WORK ORDER:
The answer must be one number: how many lines in the records below contain the word "instance".

BEGIN SOURCE RECORDS

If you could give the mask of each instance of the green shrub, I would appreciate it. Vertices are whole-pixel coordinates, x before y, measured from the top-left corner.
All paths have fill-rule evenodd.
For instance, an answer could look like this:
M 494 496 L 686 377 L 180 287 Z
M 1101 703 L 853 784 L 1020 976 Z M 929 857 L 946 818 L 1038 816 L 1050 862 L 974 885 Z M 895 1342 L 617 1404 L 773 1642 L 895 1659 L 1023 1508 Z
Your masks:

END SOURCE RECORDS

SOLUTION FOR THIS EXERCISE:
2